##### Provided text #####
Growing Global Sales - as a Byproduct of Digital Industrial Marketing

Ed Marsh | Nov 25, 2017

Accidental - AND Profitable - Export Sales

Introduction to SignalsFromTheOP

Transcript follows

Hi, I'm Ed Marsh. Welcome to this episode of Signals from the OP, where I look at strategic issues that I think are important for industrial manufacturers trying to figure out how to grow revenue in today's markets. Today we're going to talk about global market development. My contention is you can actually sell globally accidentally, and that's the best way to do it.

Here's the thing, export is a daunting topic. There are a lot of myths and stories. There are a lot of people that have tried to export and had a difficult time. There are concerns about risks and costs and payments, and logistics and compliance, and all kinds of things that people worry about.

Those tend to be transactional issues. The biggest challenge has always been how to find buyers.

What companies used to do, kind of the traditional approach, was to make a decision, "Yes, we want to sell globally. We want begin to export." Where are we going to go? Well, it begins with a research project. So you send the intern to the library, or you reach out to one of the state or government offices and say, "We want to export. Where should we go?", and people would begin doing research. That research often boiled down to basically population, and maybe looking at NAICS codes or harmonized codes to gauge the flow of different products or services into markets. Then people will create the simple matrix, big population, big product flow. That's where we want to go.
##### Extracted data #####
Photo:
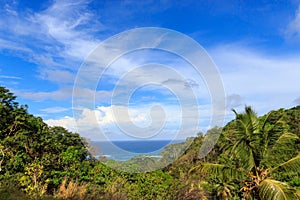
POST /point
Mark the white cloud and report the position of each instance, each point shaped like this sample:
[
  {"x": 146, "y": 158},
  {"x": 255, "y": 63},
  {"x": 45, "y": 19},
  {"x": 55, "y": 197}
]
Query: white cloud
[
  {"x": 292, "y": 31},
  {"x": 82, "y": 95},
  {"x": 102, "y": 123},
  {"x": 54, "y": 110},
  {"x": 57, "y": 76},
  {"x": 262, "y": 81}
]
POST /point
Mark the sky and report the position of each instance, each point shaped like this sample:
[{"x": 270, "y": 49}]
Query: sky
[{"x": 46, "y": 45}]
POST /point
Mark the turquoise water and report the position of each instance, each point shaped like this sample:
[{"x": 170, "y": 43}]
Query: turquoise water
[{"x": 124, "y": 150}]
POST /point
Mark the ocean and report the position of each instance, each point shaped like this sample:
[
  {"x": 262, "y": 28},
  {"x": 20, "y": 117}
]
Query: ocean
[{"x": 125, "y": 150}]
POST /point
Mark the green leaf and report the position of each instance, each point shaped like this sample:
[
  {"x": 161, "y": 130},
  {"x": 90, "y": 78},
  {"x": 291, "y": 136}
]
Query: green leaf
[{"x": 270, "y": 189}]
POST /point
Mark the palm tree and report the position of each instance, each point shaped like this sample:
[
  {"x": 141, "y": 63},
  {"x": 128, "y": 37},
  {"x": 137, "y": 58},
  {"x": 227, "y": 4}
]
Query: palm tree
[{"x": 252, "y": 146}]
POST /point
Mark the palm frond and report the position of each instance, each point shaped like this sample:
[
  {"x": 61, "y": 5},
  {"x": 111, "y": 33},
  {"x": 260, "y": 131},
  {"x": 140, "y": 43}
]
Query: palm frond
[
  {"x": 243, "y": 152},
  {"x": 270, "y": 189},
  {"x": 290, "y": 165},
  {"x": 286, "y": 138}
]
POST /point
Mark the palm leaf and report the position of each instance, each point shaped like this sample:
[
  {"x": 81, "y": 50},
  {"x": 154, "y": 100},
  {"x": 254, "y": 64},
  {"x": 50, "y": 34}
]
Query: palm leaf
[
  {"x": 270, "y": 189},
  {"x": 290, "y": 165}
]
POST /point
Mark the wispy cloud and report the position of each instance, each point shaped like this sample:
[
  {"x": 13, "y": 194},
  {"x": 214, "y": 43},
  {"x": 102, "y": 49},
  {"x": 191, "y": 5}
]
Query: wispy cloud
[
  {"x": 258, "y": 78},
  {"x": 292, "y": 31},
  {"x": 54, "y": 110},
  {"x": 10, "y": 77}
]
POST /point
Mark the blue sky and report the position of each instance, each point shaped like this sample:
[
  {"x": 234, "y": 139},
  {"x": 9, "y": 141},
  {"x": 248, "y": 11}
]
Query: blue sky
[{"x": 255, "y": 46}]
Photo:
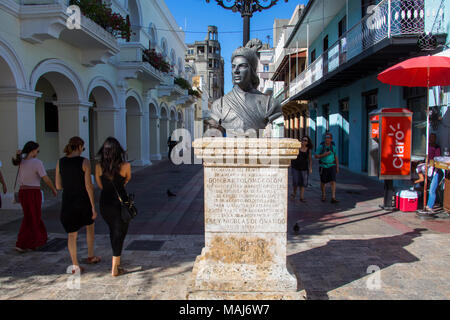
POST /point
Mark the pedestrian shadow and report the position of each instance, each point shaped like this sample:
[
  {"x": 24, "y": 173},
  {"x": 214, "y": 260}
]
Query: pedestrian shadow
[{"x": 340, "y": 262}]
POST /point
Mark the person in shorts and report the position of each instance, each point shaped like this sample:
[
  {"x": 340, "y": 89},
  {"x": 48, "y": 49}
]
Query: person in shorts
[
  {"x": 301, "y": 168},
  {"x": 328, "y": 166},
  {"x": 3, "y": 183}
]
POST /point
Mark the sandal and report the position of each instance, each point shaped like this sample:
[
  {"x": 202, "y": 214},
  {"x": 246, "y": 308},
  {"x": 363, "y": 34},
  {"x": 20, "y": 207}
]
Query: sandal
[
  {"x": 20, "y": 250},
  {"x": 74, "y": 270},
  {"x": 120, "y": 271},
  {"x": 93, "y": 260}
]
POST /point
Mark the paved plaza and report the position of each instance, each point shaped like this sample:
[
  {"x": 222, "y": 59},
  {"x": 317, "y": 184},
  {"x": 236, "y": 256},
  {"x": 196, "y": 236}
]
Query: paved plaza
[{"x": 333, "y": 253}]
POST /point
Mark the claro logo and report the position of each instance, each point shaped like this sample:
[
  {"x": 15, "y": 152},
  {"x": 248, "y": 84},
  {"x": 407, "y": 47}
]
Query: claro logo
[{"x": 399, "y": 146}]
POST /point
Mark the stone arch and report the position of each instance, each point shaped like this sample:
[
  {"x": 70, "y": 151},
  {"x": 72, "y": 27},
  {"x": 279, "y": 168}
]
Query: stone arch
[
  {"x": 14, "y": 69},
  {"x": 62, "y": 77},
  {"x": 153, "y": 131},
  {"x": 164, "y": 47},
  {"x": 173, "y": 57},
  {"x": 180, "y": 119},
  {"x": 180, "y": 67},
  {"x": 134, "y": 124},
  {"x": 101, "y": 122},
  {"x": 164, "y": 129},
  {"x": 153, "y": 33},
  {"x": 17, "y": 111},
  {"x": 135, "y": 11},
  {"x": 63, "y": 100},
  {"x": 173, "y": 120},
  {"x": 105, "y": 92},
  {"x": 135, "y": 95}
]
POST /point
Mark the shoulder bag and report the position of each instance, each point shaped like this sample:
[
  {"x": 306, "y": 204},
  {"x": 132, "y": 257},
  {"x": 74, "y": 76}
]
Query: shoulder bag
[
  {"x": 128, "y": 210},
  {"x": 16, "y": 194}
]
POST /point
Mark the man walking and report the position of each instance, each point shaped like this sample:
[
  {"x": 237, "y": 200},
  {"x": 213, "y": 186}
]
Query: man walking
[{"x": 329, "y": 166}]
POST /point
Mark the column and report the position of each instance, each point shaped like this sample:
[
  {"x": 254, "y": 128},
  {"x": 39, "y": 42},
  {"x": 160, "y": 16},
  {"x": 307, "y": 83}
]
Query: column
[
  {"x": 291, "y": 126},
  {"x": 73, "y": 119},
  {"x": 155, "y": 149},
  {"x": 135, "y": 139},
  {"x": 108, "y": 123}
]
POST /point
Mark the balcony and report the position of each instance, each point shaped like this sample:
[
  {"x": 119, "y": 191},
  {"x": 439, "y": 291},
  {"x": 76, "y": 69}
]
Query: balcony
[
  {"x": 169, "y": 91},
  {"x": 389, "y": 34},
  {"x": 131, "y": 64},
  {"x": 41, "y": 20}
]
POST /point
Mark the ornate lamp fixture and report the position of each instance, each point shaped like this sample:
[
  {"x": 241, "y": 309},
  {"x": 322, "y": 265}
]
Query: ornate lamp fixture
[{"x": 246, "y": 8}]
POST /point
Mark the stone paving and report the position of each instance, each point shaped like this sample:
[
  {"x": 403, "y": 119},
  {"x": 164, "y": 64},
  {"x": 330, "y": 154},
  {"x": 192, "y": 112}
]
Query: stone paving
[{"x": 334, "y": 252}]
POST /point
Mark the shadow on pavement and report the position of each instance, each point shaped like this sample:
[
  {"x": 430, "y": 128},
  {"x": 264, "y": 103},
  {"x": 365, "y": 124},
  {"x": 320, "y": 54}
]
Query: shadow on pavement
[{"x": 340, "y": 262}]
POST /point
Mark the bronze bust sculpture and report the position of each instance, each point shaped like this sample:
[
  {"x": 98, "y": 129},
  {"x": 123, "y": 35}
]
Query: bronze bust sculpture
[{"x": 244, "y": 107}]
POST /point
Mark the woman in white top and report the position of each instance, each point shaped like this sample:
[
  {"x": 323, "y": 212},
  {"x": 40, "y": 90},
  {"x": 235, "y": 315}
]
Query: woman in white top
[{"x": 33, "y": 233}]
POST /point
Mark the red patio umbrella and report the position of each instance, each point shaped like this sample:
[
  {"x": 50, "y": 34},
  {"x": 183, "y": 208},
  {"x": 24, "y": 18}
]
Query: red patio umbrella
[{"x": 425, "y": 71}]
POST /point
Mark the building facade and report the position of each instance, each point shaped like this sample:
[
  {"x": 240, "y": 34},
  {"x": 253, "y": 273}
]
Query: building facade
[
  {"x": 64, "y": 75},
  {"x": 348, "y": 42},
  {"x": 287, "y": 64},
  {"x": 206, "y": 57}
]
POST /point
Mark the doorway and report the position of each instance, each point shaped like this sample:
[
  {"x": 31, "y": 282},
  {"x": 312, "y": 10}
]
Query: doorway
[{"x": 370, "y": 101}]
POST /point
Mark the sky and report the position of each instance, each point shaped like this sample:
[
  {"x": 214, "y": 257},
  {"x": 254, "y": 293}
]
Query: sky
[{"x": 194, "y": 17}]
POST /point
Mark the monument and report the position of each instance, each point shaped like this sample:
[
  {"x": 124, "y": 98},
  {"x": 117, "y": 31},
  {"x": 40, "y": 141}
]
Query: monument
[{"x": 246, "y": 192}]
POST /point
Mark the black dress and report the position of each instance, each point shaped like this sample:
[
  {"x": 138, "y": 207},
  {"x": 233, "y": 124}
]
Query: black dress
[
  {"x": 76, "y": 210},
  {"x": 110, "y": 210}
]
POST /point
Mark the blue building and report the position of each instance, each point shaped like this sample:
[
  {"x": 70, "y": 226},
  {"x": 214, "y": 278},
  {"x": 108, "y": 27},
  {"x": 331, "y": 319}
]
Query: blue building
[{"x": 348, "y": 43}]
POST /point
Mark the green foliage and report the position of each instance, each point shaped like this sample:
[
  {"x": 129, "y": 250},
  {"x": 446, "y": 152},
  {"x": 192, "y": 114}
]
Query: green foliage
[
  {"x": 102, "y": 14},
  {"x": 156, "y": 60}
]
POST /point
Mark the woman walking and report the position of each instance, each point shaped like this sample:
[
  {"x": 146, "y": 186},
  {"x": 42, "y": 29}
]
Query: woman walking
[
  {"x": 2, "y": 181},
  {"x": 301, "y": 168},
  {"x": 33, "y": 233},
  {"x": 73, "y": 176},
  {"x": 112, "y": 174}
]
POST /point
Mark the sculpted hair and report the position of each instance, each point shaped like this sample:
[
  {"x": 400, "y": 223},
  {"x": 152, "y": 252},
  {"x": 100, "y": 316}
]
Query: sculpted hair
[
  {"x": 29, "y": 146},
  {"x": 250, "y": 52},
  {"x": 310, "y": 145},
  {"x": 74, "y": 144},
  {"x": 111, "y": 155}
]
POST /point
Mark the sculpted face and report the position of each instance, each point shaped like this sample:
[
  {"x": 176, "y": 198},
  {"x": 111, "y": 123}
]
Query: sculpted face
[{"x": 241, "y": 73}]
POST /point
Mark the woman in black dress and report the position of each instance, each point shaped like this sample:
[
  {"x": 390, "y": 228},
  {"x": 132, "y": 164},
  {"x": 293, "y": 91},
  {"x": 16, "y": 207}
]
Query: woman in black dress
[
  {"x": 73, "y": 175},
  {"x": 112, "y": 174}
]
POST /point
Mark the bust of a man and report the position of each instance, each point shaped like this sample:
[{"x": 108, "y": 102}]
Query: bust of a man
[{"x": 244, "y": 107}]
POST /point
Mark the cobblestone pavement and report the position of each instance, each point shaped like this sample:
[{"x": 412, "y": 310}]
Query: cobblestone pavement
[{"x": 333, "y": 253}]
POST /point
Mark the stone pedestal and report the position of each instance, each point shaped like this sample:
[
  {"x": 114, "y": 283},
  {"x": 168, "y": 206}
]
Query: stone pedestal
[{"x": 246, "y": 192}]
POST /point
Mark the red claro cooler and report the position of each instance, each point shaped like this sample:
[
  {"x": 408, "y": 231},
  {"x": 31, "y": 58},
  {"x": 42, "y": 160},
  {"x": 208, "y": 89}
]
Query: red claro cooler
[{"x": 407, "y": 201}]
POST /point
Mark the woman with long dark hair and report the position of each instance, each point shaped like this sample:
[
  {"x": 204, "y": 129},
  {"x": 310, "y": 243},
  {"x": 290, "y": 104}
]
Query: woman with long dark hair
[
  {"x": 112, "y": 173},
  {"x": 73, "y": 176},
  {"x": 302, "y": 168},
  {"x": 33, "y": 233}
]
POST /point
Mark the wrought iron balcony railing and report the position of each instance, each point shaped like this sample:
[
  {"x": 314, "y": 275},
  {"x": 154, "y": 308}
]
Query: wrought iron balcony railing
[{"x": 390, "y": 18}]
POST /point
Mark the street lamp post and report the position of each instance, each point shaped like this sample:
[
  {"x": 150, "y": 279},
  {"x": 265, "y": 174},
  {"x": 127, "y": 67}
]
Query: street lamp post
[{"x": 246, "y": 8}]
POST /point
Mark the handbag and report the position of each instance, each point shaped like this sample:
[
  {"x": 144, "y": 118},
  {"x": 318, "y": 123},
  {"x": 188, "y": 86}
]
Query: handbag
[
  {"x": 127, "y": 208},
  {"x": 15, "y": 199}
]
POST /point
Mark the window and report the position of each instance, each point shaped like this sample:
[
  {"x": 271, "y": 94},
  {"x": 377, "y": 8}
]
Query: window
[
  {"x": 342, "y": 27},
  {"x": 326, "y": 116},
  {"x": 51, "y": 117},
  {"x": 416, "y": 101},
  {"x": 365, "y": 6},
  {"x": 313, "y": 56},
  {"x": 325, "y": 43}
]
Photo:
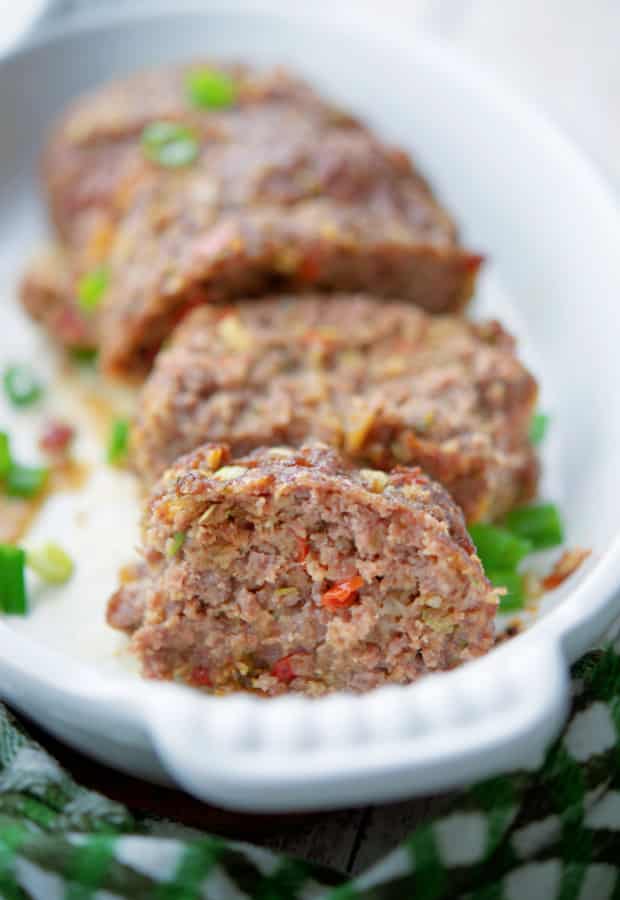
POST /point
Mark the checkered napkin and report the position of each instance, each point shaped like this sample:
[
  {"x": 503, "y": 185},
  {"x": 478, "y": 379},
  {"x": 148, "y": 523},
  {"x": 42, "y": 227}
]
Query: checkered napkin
[{"x": 527, "y": 836}]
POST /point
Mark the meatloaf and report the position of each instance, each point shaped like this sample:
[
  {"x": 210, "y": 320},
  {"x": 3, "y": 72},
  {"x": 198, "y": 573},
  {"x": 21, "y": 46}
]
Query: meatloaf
[
  {"x": 291, "y": 570},
  {"x": 384, "y": 382},
  {"x": 285, "y": 190}
]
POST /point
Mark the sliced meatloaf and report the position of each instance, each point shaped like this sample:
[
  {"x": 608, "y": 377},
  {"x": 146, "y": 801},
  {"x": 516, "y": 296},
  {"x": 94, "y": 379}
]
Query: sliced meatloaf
[
  {"x": 285, "y": 190},
  {"x": 291, "y": 570},
  {"x": 384, "y": 382}
]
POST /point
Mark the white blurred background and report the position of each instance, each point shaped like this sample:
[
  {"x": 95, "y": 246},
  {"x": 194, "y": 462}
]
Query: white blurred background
[{"x": 562, "y": 54}]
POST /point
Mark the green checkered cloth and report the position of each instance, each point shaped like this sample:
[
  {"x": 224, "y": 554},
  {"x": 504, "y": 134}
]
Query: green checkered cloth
[{"x": 551, "y": 834}]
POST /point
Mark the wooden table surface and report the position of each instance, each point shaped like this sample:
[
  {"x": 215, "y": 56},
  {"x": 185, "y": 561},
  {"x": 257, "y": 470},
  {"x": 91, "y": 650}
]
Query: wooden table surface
[{"x": 564, "y": 55}]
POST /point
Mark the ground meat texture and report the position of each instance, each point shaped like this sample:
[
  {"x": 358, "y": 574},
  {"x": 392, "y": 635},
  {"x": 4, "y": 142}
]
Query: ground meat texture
[
  {"x": 287, "y": 191},
  {"x": 290, "y": 570},
  {"x": 49, "y": 294},
  {"x": 384, "y": 382}
]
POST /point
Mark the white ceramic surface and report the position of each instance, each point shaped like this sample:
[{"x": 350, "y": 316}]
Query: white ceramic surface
[{"x": 551, "y": 231}]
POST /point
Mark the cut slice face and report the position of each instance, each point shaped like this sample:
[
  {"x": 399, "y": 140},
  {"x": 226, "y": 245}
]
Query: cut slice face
[
  {"x": 383, "y": 382},
  {"x": 281, "y": 189},
  {"x": 291, "y": 570}
]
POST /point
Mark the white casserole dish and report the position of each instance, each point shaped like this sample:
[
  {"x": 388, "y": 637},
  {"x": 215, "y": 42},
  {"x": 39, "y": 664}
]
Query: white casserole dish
[{"x": 550, "y": 227}]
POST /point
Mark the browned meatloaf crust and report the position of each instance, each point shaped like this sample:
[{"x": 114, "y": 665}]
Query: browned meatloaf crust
[
  {"x": 287, "y": 191},
  {"x": 290, "y": 570},
  {"x": 384, "y": 382}
]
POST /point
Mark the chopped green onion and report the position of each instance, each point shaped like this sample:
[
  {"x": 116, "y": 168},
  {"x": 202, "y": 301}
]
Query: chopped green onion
[
  {"x": 5, "y": 454},
  {"x": 498, "y": 548},
  {"x": 514, "y": 599},
  {"x": 84, "y": 356},
  {"x": 541, "y": 525},
  {"x": 50, "y": 563},
  {"x": 21, "y": 385},
  {"x": 169, "y": 144},
  {"x": 177, "y": 541},
  {"x": 91, "y": 289},
  {"x": 538, "y": 428},
  {"x": 25, "y": 481},
  {"x": 207, "y": 88},
  {"x": 12, "y": 582},
  {"x": 118, "y": 442}
]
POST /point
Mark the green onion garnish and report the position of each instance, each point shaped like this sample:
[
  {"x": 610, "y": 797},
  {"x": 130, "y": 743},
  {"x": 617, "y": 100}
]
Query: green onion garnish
[
  {"x": 169, "y": 144},
  {"x": 514, "y": 599},
  {"x": 118, "y": 442},
  {"x": 176, "y": 542},
  {"x": 5, "y": 454},
  {"x": 538, "y": 428},
  {"x": 207, "y": 88},
  {"x": 50, "y": 563},
  {"x": 498, "y": 548},
  {"x": 21, "y": 385},
  {"x": 84, "y": 356},
  {"x": 91, "y": 289},
  {"x": 25, "y": 481},
  {"x": 12, "y": 582},
  {"x": 541, "y": 525}
]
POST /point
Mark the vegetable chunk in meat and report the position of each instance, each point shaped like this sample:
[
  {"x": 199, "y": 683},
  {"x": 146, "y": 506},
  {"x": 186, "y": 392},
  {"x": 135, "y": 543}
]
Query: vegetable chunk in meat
[
  {"x": 184, "y": 203},
  {"x": 384, "y": 382},
  {"x": 291, "y": 570}
]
#####
Given instruction. Continue the transcript on growing export sales through digital industrial marketing, starting right after its last sentence.

Reply to the exercise.
Honestly, many companies went to China and India. I did the same thing. I went to India. I'll tell you that story in a second. What that meant was then companies would begin to invest tremendous resources. If we're going to go to China, we're going to have to open an office there. We're going to have to find partners. We're going to have to have employees. We going to fly executives back and forth. You start to run up costs in travel and in distraction and lost attention on the primary domestic business.

As American companies, we're impatient. We knew it wasn't going to take a quarter to profitability, but we thought in a year or two, we'd be making some money. Here we are three or five years later. Not only are we not making money, we're not even breaking even yet. We haven't recouped our investment. We're just going further in the hole.

Then, it's a tough choice. There's some cost at that point. Do you continue to, as the saying goes, put good money after bad? Or do you say, "We made a mistake. We didn't go about this the right way," and withdraw? At that point, many companies would withdraw, but they withdraw with the understanding or misunderstanding, if you will, that it failed because export isn't right for them, or you can't sell their product internationally or something. In fact, it just was really the wrong approach.

That's the old way to do it. That's the path I followed  when I opened my company in India, and the reason I hemorrhaged money. I learned a lot of great lessons, but it cost me a lot to learn those lessons.

Today is different. The reason it's different is one that we all know, the internet. The common wisdom is that there are more internet connected mobile devices in the world than there are tooth brushes. Just stop and think about that for a second. That's alarming, but it's also really instructive. What that means now is that if you begin to do digital industrial marketing the way you really should for your business domestically anyway, the international buyers are going to find you, too.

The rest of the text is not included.